EGU22-3679, updated on 27 Mar 2022
https://doi.org/10.5194/egusphere-egu22-3679
EGU General Assembly 2022
© Author(s) 2022. This work is distributed under
the Creative Commons Attribution 4.0 License.

Deep mass redistribution prior to the Maule earthquake revealed by GRACE satellite gravity

Marie Bouih1, Isabelle Panet1,2, Dominique Remy3, Laurent Longuevergne4, and Sylvain Bonvalot3
Marie Bouih et al.
  • 1IPGP, IGN, Université de Paris, Paris, France
  • 2ENSG-Géomatique, IGN, Marne-la-vallée, France
  • 3Geosciences Evironnement Toulouse, GET, IRD, CNRS, CNES, University of Toulouse, Toulouse, France
  • 4Univ Rennes, CNRS, Geosciences Rennes, Rennes, France

The control on megathrust earthquake generation exerted by deeper subduction processes remains poorly understood and still insufficiently documented. Here, we use the 2003-2014 space-time variations of the Earth’s gravity gradients derived from the GRACE geoids in order to probe aseismic mass variations at depth and their possible interactions with intraplate seismicity along the Chilean margin. We work with three different datasets of GRACE geoid models over a large region surrounding the rupture zone of the Mw 8.8 2010 Maule earthquake. In order to separate signals associated with mass sources of differents sizes, shapes or orientations, we reconstruct each month the Earth’s gravity gradients at different spatial scales from these geoid models. Our analysis emphasizes a highly anomalous, large-amplitude gravity gradients signal that appears three months prior to the earthquake North of the epicentral zone, and progressively increases until the megathrustal rupture, in all three datasets. We show that this large signal cannot be caused by a shallow hydrological source nor by GRACE striping artefacts and dealiasing models. Instead, we conclude that its most likely origin is in mass redistributions within the solid Earth on the continental side of the subduction zone. These anomalous gravity gradient variations could be explained by a deep extensional deformation of the slab around 150-km depth along the Nazca Plate subduction direction, driving large-scale fluid motion in the subduction zone and into the overriding lithosphere. Our results highlight the importance of observations of the Earth’s time-varying gravity field from satellites to probe aseismic mass redistributions in-depth major plate boundaries . The detection of such mass redistributions at depth by GRACE and their interactions with interplate seismicity opens a new field of research to better characterize and understand the dynamics of the seismic cycle at megathrusts.
====
- STATED TASK A:
Transcribe the abstract on deep mass redistribution before the Maule earthquake in its entirety, reproducing it verbatim.
====
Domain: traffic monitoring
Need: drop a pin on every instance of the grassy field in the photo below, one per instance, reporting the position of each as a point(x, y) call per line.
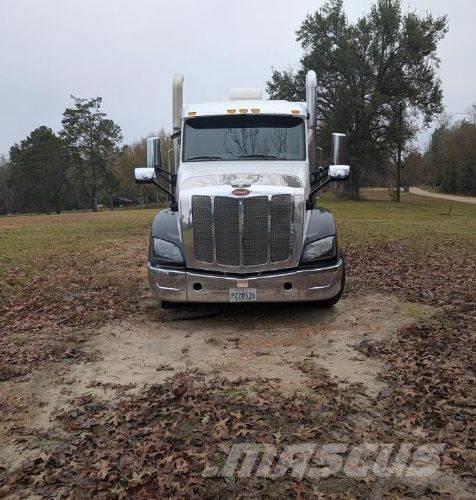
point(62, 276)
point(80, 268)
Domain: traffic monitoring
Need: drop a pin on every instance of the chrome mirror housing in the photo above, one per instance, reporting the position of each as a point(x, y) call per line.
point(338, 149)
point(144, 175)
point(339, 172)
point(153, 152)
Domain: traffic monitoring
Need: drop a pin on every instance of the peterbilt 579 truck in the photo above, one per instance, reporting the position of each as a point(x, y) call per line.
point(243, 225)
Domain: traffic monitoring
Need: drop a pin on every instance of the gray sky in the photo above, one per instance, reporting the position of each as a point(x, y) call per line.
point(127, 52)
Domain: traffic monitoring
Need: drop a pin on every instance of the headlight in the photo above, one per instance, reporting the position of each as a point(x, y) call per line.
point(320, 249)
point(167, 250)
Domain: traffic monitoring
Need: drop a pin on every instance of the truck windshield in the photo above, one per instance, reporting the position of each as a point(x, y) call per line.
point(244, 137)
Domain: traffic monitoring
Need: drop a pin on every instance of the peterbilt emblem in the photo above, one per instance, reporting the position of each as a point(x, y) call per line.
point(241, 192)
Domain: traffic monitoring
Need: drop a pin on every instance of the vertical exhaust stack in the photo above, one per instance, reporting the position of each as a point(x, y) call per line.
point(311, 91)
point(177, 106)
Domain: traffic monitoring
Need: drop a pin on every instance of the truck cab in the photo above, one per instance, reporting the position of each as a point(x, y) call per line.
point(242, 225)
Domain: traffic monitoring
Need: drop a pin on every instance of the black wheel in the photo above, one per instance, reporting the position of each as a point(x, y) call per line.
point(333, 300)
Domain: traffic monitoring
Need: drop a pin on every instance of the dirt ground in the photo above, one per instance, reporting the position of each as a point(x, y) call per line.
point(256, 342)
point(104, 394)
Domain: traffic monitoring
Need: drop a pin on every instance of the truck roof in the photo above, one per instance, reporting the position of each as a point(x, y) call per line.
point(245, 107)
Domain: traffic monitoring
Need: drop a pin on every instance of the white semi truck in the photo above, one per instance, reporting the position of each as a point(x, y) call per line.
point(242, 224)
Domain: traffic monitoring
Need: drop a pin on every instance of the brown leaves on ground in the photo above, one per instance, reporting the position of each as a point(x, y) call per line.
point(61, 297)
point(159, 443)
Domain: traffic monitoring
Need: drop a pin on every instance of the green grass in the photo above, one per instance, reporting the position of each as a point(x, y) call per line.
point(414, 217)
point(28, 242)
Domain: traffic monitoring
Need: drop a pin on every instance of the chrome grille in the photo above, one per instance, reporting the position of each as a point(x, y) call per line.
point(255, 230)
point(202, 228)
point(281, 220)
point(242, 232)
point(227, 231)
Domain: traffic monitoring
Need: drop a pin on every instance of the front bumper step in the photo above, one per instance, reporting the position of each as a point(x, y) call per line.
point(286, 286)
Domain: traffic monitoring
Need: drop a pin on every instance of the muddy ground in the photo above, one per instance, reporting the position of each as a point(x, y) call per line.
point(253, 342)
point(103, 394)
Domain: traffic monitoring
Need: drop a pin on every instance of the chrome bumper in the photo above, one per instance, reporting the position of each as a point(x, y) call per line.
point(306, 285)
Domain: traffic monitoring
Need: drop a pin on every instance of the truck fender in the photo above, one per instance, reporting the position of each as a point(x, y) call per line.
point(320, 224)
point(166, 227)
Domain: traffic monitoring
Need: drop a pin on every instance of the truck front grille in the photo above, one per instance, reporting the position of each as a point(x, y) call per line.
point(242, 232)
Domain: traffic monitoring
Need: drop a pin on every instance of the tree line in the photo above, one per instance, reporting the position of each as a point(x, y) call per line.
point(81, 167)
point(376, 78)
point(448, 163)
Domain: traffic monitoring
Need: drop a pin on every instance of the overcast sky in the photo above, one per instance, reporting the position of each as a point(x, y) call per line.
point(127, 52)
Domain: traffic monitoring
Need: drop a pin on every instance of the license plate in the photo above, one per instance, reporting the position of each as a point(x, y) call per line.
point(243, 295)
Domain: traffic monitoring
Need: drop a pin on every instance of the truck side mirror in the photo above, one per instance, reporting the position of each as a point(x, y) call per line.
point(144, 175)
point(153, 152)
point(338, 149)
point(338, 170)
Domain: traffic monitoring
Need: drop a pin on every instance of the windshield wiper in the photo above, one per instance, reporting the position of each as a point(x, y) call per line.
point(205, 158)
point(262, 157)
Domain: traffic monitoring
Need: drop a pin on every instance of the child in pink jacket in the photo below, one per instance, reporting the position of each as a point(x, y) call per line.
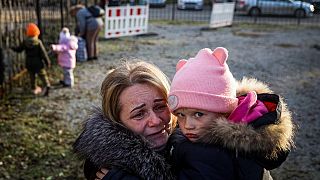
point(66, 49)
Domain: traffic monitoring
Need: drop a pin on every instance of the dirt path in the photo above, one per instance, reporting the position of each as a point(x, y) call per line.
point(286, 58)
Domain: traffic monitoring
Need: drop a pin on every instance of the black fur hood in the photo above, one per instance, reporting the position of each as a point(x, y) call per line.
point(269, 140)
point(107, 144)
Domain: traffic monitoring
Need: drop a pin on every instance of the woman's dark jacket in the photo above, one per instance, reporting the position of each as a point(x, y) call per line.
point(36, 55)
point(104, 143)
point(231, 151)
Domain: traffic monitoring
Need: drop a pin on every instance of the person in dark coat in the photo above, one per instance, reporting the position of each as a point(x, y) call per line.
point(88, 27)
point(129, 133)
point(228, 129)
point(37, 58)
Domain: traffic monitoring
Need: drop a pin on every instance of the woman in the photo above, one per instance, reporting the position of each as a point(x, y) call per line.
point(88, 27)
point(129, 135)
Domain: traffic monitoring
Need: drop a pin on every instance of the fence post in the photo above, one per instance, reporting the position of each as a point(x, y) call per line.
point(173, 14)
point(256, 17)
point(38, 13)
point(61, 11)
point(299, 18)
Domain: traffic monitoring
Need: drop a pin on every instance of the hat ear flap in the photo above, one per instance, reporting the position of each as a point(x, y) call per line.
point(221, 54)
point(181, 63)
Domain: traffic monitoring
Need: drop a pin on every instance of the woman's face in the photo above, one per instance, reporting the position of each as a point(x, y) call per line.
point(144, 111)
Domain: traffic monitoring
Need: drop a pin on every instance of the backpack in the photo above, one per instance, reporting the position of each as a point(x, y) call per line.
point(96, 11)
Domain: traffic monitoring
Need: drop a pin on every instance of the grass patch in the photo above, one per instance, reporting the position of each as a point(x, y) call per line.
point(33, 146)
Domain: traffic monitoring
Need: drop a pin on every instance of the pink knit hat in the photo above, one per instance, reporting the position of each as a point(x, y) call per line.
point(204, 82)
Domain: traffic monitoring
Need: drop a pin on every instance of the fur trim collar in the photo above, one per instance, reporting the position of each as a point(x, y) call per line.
====
- STATED TASK B:
Restate word for word the rows, starting with the first line of the rows and continuing through the line that contains "point(80, 268)", with both ends included. Omit the pictures from your reproduction.

- RESULT A:
EGU22-3679, updated on 27 Mar 2022
https://doi.org/10.5194/egusphere-egu22-3679
EGU General Assembly 2022
© Author(s) 2022. This work is distributed under
the Creative Commons Attribution 4.0 License.

Deep mass redistribution prior to the Maule earthquake revealed by GRACE satellite gravity

Marie Bouih1, Isabelle Panet1,2, Dominique Remy3, Laurent Longuevergne4, and Sylvain Bonvalot3
Marie Bouih et al.
  • 1IPGP, IGN, Université de Paris, Paris, France
  • 2ENSG-Géomatique, IGN, Marne-la-vallée, France
  • 3Geosciences Evironnement Toulouse, GET, IRD, CNRS, CNES, University of Toulouse, Toulouse, France
  • 4Univ Rennes, CNRS, Geosciences Rennes, Rennes, France

The control on megathrust earthquake generation exerted by deeper subduction processes remains poorly understood and still insufficiently documented. Here, we use the 2003-2014 space-time variations of the Earth’s gravity gradients derived from the GRACE geoids in order to probe aseismic mass variations at depth and their possible interactions with intraplate seismicity along the Chilean margin. We work with three different datasets of GRACE geoid models over a large region surrounding the rupture zone of the Mw 8.8 2010 Maule earthquake. In order to separate signals associated with mass sources of differents sizes, shapes or orientations, we reconstruct each month the Earth’s gravity gradients at different spatial scales from these geoid models. Our analysis emphasizes a highly anomalous, large-amplitude gravity gradients signal that appears three months prior to the earthquake North of the epicentral zone, and progressively increases until the megathrustal rupture, in all three datasets. We show that this large signal cannot be caused by a shallow hydrological source nor by GRACE striping artefacts and dealiasing models. Instead, we conclude that its most likely origin is in mass redistributions within the solid Earth on the continental side of the subduction zone. These anomalous gravity gradient variations could be explained by a deep extensional deformation of the slab around 150-km depth along the Nazca Plate subduction direction, driving large-scale fluid motion in the subduction zone and into the overriding lithosphere. Our results highlight the importance of observations of the Earth’s time-varying gravity field from satellites to probe aseismic mass redistributions in-depth major plate boundaries . The detection of such mass redistributions at depth by GRACE and their interactions with interplate seismicity opens a new field of research to better characterize and understand the dynamics of the seismic cycle at megathrusts.

- RESULT B:
Domain: traffic monitoring
Need: drop a pin on every instance of the grassy field in the photo below, one per instance, reporting the position of each as a point(x, y) call per line.
point(62, 276)
point(80, 268)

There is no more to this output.